### What you have to do:
From the line that includes "Target: horizontal branch" to the last line of the data, quote each line precisely; both boundary lines belong in the answer.

(Region pointing data)
□ □ □ □

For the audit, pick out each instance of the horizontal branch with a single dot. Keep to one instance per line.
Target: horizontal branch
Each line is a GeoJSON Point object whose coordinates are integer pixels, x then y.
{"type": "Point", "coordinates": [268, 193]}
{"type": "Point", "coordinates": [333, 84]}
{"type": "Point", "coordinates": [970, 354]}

□ □ □ □

### Task result:
Target: horizontal branch
Each line is a GeoJSON Point object whose coordinates are integer pixels, x then y.
{"type": "Point", "coordinates": [268, 193]}
{"type": "Point", "coordinates": [333, 84]}
{"type": "Point", "coordinates": [970, 354]}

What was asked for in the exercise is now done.